**Directive:** List every line in the rows below that contains the string "brick". Case counts.

**Material shown:**
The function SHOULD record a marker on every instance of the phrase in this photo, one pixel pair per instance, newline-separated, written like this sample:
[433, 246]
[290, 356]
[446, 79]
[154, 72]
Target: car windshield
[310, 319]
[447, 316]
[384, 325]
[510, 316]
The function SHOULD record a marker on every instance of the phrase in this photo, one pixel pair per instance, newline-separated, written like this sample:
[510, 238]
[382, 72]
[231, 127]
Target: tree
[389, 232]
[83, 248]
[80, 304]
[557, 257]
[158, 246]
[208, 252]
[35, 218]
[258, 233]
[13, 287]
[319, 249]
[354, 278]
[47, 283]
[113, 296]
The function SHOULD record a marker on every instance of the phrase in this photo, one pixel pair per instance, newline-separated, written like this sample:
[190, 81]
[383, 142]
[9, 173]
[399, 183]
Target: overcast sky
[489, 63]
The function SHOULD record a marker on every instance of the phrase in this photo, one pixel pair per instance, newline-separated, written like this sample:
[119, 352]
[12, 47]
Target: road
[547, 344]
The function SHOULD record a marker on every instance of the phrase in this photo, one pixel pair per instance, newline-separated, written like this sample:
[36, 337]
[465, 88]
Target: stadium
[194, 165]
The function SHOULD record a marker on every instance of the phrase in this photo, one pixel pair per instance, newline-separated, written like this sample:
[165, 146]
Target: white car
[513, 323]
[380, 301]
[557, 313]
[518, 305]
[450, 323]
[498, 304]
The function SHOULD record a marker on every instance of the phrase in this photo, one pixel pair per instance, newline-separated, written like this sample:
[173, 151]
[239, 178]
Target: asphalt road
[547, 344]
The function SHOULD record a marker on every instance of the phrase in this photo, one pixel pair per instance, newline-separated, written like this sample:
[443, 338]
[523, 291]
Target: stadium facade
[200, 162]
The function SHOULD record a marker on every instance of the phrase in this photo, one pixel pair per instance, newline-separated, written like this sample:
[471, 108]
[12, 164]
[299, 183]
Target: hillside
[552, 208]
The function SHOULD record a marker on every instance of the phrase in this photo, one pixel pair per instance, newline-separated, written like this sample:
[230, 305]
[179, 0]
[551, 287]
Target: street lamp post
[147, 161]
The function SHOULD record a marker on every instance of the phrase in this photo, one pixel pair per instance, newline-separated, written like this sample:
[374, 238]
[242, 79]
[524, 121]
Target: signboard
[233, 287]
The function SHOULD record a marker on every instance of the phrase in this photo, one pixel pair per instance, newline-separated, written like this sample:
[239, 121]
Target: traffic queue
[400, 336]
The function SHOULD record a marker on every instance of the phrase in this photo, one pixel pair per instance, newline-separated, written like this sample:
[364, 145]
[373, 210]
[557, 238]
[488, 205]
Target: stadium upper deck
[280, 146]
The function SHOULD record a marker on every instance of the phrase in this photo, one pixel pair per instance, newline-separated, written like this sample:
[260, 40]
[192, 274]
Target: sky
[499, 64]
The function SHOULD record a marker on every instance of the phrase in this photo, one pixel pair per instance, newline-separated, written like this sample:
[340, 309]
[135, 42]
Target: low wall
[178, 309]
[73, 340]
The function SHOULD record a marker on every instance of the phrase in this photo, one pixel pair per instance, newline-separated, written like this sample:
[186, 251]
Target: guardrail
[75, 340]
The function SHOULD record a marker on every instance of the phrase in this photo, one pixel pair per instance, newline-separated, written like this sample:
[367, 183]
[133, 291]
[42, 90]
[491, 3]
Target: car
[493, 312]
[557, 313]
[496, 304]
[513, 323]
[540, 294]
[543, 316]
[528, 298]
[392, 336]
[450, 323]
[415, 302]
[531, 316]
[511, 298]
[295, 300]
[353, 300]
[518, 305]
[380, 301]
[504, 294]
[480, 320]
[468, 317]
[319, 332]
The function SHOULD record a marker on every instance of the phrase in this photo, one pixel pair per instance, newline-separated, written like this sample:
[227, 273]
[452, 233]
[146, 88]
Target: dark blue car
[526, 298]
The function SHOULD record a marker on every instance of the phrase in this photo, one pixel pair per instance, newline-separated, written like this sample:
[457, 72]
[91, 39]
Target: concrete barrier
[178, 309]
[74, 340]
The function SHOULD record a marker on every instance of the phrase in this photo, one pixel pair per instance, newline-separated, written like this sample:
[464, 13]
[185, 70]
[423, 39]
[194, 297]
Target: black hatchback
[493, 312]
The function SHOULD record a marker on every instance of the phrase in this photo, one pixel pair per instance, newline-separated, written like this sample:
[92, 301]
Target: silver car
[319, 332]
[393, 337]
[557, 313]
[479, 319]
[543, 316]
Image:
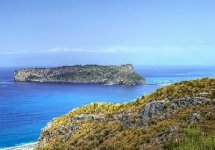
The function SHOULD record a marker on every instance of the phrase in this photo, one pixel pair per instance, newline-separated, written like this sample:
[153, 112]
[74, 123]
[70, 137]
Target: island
[178, 116]
[87, 74]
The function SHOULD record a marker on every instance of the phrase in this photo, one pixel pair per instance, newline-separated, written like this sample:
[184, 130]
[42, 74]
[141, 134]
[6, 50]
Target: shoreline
[28, 146]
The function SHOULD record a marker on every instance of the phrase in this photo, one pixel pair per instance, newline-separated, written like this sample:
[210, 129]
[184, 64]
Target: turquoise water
[25, 108]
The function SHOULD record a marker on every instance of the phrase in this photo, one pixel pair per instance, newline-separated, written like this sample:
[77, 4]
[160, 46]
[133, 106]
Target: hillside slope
[169, 118]
[93, 74]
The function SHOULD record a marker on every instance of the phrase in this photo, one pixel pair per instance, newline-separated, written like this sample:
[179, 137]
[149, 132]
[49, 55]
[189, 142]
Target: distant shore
[29, 146]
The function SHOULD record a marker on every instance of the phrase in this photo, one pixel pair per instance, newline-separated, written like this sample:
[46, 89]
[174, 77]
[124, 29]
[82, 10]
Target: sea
[25, 108]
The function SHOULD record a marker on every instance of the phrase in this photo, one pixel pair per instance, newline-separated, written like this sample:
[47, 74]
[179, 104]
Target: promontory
[91, 74]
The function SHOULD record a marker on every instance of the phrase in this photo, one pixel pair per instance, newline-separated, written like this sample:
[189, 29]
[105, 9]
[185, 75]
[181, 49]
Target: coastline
[28, 146]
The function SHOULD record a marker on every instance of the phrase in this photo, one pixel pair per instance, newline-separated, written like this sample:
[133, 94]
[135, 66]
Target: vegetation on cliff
[180, 116]
[94, 74]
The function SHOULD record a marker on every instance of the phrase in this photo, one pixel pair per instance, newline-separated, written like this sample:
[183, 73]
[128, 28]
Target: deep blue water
[25, 108]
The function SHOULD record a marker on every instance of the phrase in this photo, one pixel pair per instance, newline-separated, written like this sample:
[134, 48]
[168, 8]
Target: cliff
[179, 116]
[94, 74]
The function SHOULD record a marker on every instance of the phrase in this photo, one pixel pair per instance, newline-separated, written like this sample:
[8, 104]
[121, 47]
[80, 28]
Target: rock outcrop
[91, 74]
[144, 124]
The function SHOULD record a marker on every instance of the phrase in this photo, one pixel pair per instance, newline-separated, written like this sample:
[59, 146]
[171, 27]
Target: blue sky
[140, 32]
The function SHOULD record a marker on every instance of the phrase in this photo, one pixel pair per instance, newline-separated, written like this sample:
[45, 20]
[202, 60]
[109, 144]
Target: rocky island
[180, 117]
[92, 74]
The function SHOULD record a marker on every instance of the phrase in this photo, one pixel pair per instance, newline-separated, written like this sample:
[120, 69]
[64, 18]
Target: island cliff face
[176, 117]
[94, 74]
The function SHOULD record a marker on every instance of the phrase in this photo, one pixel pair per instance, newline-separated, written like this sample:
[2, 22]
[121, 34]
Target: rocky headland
[180, 117]
[88, 74]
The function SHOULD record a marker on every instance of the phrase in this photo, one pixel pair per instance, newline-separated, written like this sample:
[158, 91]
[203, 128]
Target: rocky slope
[94, 74]
[165, 119]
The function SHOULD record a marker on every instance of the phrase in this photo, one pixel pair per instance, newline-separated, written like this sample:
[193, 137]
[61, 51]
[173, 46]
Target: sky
[140, 32]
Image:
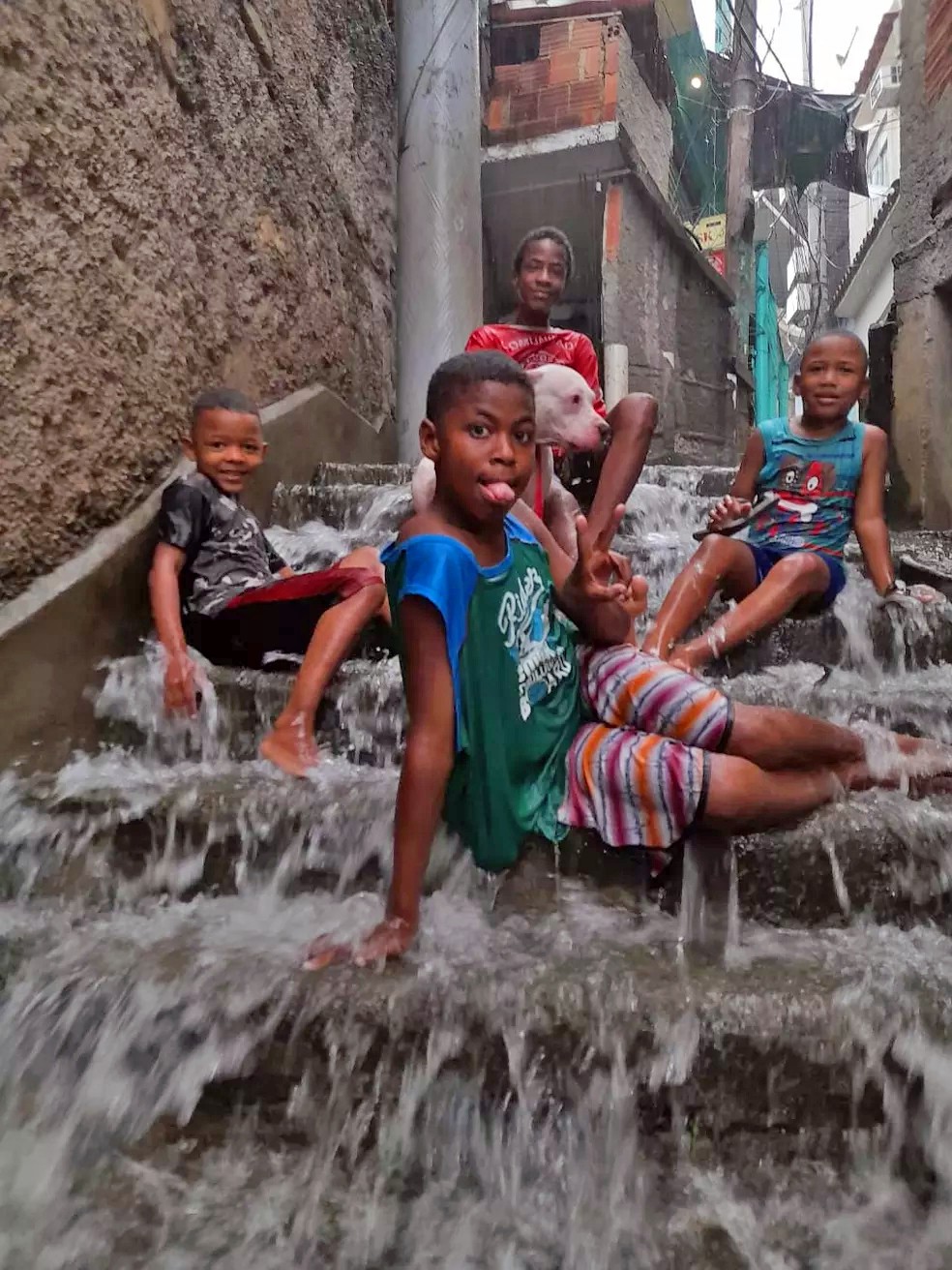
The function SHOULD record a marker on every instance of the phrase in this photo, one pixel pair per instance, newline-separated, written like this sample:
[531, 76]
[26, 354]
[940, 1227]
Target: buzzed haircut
[223, 399]
[546, 234]
[838, 334]
[454, 378]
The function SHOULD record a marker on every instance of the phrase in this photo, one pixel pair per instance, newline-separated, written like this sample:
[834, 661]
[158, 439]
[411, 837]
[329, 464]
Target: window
[512, 45]
[878, 167]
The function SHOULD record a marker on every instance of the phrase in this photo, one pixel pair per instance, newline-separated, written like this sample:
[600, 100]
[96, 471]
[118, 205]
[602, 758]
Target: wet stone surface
[743, 1063]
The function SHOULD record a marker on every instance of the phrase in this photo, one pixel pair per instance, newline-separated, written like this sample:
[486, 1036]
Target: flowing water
[568, 1073]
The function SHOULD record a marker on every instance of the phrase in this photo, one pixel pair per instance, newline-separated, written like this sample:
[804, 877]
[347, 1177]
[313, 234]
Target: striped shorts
[639, 774]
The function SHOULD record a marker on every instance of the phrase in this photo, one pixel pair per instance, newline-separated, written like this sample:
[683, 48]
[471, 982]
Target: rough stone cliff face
[191, 192]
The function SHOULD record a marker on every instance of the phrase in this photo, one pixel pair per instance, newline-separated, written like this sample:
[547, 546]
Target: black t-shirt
[224, 546]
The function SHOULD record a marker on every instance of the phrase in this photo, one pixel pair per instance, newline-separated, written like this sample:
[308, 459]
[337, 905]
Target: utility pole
[822, 289]
[439, 214]
[740, 194]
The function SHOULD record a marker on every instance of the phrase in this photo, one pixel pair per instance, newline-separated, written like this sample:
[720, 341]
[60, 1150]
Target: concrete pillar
[439, 220]
[615, 374]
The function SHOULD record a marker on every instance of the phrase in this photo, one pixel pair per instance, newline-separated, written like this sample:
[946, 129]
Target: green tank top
[516, 683]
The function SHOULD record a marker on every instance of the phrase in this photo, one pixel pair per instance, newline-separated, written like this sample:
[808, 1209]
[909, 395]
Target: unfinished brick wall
[572, 84]
[938, 49]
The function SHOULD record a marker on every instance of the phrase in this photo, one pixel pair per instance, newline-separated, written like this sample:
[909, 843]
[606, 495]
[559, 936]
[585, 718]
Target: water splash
[558, 1077]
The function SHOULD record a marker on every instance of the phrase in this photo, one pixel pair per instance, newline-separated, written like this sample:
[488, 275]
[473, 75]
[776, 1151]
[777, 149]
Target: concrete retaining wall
[192, 194]
[55, 635]
[923, 268]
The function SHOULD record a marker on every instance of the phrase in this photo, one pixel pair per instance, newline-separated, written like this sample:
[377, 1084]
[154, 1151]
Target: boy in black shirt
[214, 585]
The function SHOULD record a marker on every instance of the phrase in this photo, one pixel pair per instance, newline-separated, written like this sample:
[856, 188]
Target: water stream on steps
[556, 1078]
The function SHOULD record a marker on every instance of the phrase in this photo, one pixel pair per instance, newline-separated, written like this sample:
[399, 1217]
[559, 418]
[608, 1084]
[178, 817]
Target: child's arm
[741, 496]
[869, 518]
[561, 564]
[166, 614]
[428, 761]
[595, 606]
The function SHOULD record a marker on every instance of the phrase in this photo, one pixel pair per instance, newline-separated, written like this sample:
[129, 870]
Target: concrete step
[129, 825]
[788, 1037]
[119, 826]
[708, 483]
[372, 509]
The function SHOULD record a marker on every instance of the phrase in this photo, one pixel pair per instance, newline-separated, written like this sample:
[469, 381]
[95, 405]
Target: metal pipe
[439, 219]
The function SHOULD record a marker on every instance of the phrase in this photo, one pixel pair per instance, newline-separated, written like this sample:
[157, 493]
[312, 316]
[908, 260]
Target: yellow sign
[711, 232]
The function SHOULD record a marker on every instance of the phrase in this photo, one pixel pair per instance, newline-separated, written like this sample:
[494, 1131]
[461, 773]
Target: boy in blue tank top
[828, 477]
[517, 728]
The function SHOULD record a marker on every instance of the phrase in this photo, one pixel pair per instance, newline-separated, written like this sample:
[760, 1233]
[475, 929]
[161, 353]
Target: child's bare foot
[291, 745]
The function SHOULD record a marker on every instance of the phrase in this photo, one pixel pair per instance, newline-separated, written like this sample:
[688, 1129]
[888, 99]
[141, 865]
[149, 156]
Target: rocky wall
[922, 373]
[191, 192]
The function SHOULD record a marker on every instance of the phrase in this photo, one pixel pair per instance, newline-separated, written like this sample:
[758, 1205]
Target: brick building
[923, 267]
[578, 133]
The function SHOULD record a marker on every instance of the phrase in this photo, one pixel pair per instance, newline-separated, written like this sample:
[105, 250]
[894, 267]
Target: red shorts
[273, 620]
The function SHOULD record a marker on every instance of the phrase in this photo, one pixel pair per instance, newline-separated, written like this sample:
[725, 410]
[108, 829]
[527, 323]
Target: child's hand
[728, 509]
[635, 598]
[918, 593]
[595, 565]
[391, 939]
[180, 692]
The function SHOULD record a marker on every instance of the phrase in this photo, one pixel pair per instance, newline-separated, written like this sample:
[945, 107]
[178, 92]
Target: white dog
[566, 416]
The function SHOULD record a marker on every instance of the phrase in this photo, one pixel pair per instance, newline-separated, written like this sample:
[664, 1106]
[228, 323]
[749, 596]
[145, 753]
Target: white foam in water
[560, 1075]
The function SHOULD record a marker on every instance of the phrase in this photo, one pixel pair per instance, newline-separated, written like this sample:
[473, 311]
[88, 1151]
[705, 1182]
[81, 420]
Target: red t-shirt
[542, 346]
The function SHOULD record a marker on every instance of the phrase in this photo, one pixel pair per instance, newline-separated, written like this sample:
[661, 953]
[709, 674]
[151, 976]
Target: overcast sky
[838, 24]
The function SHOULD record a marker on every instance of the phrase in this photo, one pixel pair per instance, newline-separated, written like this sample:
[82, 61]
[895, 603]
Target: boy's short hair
[546, 232]
[454, 378]
[223, 399]
[838, 333]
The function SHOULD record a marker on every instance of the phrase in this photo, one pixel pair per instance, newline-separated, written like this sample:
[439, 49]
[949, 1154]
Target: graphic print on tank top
[525, 622]
[815, 481]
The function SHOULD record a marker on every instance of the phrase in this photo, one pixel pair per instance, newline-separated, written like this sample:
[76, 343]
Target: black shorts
[268, 621]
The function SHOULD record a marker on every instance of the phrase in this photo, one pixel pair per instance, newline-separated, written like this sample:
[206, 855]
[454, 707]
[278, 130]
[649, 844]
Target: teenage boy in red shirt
[541, 269]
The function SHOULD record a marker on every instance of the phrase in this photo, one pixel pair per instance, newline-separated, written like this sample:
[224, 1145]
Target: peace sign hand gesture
[601, 585]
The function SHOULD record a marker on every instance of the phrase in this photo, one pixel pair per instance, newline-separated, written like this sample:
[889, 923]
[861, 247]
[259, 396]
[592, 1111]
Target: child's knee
[716, 557]
[365, 558]
[804, 574]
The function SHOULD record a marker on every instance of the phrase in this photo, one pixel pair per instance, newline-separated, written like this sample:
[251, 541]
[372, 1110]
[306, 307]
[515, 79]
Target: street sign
[711, 232]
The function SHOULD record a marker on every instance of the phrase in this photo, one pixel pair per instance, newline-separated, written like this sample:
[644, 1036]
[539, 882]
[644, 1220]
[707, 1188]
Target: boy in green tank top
[516, 725]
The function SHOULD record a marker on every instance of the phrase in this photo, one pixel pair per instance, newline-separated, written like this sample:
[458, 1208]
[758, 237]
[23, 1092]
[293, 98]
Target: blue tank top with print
[815, 483]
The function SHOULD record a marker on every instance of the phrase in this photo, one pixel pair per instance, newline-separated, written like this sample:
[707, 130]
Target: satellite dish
[845, 57]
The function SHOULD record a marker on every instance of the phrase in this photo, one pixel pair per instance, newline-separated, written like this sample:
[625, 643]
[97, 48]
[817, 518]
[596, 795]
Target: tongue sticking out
[499, 493]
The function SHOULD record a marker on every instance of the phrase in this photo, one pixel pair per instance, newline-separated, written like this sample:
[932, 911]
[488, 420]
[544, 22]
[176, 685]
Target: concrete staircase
[159, 892]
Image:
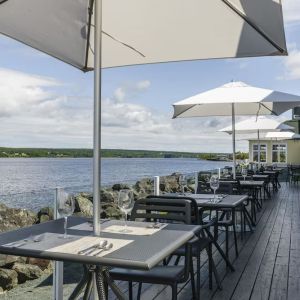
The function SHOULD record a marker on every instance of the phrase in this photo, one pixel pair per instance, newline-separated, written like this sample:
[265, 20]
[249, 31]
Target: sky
[46, 103]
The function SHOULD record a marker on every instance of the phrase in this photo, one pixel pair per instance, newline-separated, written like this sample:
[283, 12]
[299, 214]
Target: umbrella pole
[233, 141]
[97, 118]
[97, 127]
[258, 139]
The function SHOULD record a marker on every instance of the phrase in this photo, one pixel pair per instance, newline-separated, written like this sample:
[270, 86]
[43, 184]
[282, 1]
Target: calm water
[29, 182]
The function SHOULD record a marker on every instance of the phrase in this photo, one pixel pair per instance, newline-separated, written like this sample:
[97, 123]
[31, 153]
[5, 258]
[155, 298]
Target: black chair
[155, 210]
[205, 242]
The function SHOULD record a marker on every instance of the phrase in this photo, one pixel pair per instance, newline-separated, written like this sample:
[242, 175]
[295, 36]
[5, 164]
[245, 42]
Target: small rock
[107, 196]
[43, 264]
[14, 218]
[8, 279]
[83, 206]
[120, 186]
[27, 272]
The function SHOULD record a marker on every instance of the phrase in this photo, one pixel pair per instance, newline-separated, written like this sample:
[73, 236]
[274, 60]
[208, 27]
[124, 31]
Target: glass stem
[65, 227]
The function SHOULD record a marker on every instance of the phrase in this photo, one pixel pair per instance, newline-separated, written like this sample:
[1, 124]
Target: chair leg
[235, 240]
[139, 291]
[226, 243]
[130, 290]
[193, 279]
[174, 292]
[210, 262]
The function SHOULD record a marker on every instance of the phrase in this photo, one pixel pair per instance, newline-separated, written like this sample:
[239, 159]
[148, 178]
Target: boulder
[13, 218]
[7, 261]
[144, 186]
[120, 186]
[45, 214]
[83, 206]
[8, 279]
[108, 196]
[27, 271]
[44, 264]
[110, 211]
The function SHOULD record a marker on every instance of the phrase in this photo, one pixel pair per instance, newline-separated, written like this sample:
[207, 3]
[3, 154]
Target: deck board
[268, 264]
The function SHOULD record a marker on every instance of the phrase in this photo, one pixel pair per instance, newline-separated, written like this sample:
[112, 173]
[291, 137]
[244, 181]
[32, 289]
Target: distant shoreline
[6, 152]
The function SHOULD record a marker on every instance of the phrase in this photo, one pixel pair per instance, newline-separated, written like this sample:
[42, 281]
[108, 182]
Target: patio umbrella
[258, 125]
[235, 98]
[91, 34]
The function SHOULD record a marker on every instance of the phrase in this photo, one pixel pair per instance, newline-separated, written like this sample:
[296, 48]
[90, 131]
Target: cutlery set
[92, 250]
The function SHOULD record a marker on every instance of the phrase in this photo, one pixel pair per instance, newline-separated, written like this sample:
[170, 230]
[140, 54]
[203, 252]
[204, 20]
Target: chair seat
[158, 274]
[203, 243]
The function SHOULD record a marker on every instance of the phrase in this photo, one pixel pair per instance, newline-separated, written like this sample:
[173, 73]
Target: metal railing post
[196, 182]
[58, 266]
[156, 186]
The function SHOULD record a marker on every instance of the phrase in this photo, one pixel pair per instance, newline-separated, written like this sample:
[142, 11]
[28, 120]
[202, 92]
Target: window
[263, 152]
[279, 153]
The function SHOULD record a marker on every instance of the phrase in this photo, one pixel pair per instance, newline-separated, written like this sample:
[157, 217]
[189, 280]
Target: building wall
[293, 150]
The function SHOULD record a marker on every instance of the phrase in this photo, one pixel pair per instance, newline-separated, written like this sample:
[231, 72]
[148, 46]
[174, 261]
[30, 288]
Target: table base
[103, 281]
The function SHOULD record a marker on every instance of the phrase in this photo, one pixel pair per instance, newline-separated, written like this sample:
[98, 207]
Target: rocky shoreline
[17, 270]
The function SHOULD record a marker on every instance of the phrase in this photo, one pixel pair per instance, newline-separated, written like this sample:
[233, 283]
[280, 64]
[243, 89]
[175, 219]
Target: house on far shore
[278, 147]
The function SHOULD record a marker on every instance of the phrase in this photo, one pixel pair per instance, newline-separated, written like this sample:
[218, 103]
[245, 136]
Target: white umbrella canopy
[91, 34]
[247, 100]
[143, 31]
[278, 136]
[258, 125]
[261, 123]
[235, 98]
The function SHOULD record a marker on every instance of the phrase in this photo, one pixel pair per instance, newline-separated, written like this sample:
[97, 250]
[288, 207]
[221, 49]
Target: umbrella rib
[273, 112]
[254, 26]
[184, 111]
[90, 11]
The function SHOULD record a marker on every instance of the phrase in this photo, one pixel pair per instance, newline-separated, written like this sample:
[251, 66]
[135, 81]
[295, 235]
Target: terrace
[268, 262]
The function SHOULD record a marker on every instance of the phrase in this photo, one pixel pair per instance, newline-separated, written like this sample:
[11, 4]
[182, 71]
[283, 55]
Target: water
[30, 182]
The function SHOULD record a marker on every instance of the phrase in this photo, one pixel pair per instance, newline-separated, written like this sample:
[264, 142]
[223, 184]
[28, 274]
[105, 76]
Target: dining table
[141, 245]
[218, 203]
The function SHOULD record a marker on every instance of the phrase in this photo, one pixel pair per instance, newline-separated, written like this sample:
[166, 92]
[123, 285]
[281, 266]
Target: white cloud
[291, 65]
[33, 116]
[291, 11]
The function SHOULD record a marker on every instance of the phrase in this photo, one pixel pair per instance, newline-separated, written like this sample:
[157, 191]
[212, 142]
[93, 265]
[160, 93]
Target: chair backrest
[154, 209]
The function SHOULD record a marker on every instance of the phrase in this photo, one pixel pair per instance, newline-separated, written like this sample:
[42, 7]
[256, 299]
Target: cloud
[291, 11]
[19, 92]
[291, 65]
[130, 90]
[33, 115]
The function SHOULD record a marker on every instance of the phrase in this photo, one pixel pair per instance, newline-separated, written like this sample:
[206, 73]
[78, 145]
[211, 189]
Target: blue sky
[46, 103]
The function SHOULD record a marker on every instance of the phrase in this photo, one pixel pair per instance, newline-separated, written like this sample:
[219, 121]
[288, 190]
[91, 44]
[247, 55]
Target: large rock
[44, 264]
[108, 196]
[8, 279]
[7, 261]
[13, 218]
[144, 187]
[27, 272]
[45, 214]
[120, 186]
[83, 206]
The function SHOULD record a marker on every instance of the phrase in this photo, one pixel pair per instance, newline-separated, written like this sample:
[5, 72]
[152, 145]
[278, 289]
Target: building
[280, 148]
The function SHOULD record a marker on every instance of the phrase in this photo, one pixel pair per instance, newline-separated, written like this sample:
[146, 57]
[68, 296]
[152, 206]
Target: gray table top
[252, 182]
[143, 253]
[226, 201]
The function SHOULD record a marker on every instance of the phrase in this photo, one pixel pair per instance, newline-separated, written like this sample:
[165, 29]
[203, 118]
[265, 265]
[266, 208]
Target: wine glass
[214, 184]
[125, 204]
[183, 182]
[65, 208]
[244, 173]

**Exercise result:**
Target: unfinished brick wall
Target: brick building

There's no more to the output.